■ Texte source:

%%

Exemples et expériences
La plus importante évaluation évoquée dans ce volume est celle de l'Université du Québec à Montréal par Jean-Pierre Côté. Elle est complète et détaillée puisqu'elle décrit tous les mécanismes de cette opération, le comité d'évaluation, les différents rapports d'enquête auprès des employés et de la clientèle, et, en annexe, donne la liste des éléments de mesure utilisés.

%%

■ Données du corpus:
%%

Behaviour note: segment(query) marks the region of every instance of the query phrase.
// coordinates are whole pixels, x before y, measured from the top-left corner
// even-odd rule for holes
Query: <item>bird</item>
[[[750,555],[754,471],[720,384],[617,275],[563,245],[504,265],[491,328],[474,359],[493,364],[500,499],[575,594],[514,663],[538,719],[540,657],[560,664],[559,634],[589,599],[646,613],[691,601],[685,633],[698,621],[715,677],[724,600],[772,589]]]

%%
%%

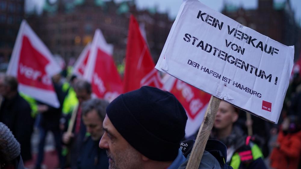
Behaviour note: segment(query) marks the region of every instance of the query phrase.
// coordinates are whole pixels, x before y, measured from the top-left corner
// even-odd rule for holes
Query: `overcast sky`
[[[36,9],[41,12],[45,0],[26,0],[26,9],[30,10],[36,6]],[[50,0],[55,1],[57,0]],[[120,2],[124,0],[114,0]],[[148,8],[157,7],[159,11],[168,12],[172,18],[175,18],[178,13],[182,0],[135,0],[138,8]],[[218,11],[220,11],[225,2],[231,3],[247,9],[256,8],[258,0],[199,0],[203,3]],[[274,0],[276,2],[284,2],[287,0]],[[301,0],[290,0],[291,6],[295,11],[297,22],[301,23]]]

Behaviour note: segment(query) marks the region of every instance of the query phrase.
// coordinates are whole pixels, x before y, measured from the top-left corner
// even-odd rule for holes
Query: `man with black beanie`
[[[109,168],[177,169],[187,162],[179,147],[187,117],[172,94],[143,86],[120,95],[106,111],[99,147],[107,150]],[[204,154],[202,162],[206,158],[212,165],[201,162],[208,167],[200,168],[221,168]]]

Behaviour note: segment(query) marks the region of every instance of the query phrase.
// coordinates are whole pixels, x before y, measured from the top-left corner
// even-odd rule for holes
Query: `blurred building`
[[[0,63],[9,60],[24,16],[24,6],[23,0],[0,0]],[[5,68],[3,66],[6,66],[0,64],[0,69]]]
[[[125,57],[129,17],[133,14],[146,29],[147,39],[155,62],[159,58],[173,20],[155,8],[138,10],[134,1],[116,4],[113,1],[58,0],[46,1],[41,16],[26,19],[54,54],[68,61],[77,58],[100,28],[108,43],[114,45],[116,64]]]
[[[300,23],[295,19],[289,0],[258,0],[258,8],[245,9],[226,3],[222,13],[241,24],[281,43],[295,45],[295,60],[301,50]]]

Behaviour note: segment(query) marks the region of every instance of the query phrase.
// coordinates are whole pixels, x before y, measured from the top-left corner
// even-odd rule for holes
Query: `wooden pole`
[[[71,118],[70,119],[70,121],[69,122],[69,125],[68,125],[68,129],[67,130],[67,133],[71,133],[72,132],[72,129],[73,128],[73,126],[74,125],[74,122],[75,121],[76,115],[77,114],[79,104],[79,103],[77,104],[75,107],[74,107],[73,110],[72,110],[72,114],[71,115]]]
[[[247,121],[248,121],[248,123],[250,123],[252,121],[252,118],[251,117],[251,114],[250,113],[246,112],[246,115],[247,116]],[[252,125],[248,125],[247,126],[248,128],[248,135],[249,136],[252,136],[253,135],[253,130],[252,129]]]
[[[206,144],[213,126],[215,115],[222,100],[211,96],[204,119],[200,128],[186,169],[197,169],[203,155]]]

%%

■ Consignes de travail:
a. Recopiez tel quel le passage du texte source sur l'évaluation de l'Université du Québec à Montréal qui commence par les mots contenant « Exemples et expériences » et finit par « de mesure utilisés. ».
b. Prolongez le texte source sur l'évaluation de l'Université du Québec à Montréal en reprenant juste après sa dernière phrase.

■ Réponses par ordre:
a.
Exemples et expériences
La plus importante évaluation évoquée dans ce volume est celle de l'Université du Québec à Montréal par Jean-Pierre Côté. Elle est complète et détaillée puisqu'elle décrit tous les mécanismes de cette opération, le comité d'évaluation, les différents rapports d'enquête auprès des employés et de la clientèle, et, en annexe, donne la liste des éléments de mesure utilisés.

b.
Les rapports concernant l'Afrique, la Belgique et la France sont beaucoup plus embryonnaires et montrent que, malgré les bonnes volontés, l'évaluation n'avance pas. Les tableaux chiffrés de l'ESGBU ou du Tableau de bord relèvent davantage du contrôle administratif que de l'évaluation. Ce qui manque, écrit Jacques Cordonier dans sa synthèse, c'est « la boîte à outils » en langue française de l'évaluateur. Si, en 1982, la « norme est la pierre de touche de l'évaluation », en 1993 il s'agit plutôt des objectifs propres à chaque institution en fonction de son public et de sa mission. On est passé d'une logique de l'offre à une logique de la demande dans laquelle les personnes, usagers et personnel, sont au centre du processus.
Voilà donc un livre passionnant, qui devrait être lu et médité par les directeurs de bibliothèques universitaires et les autres.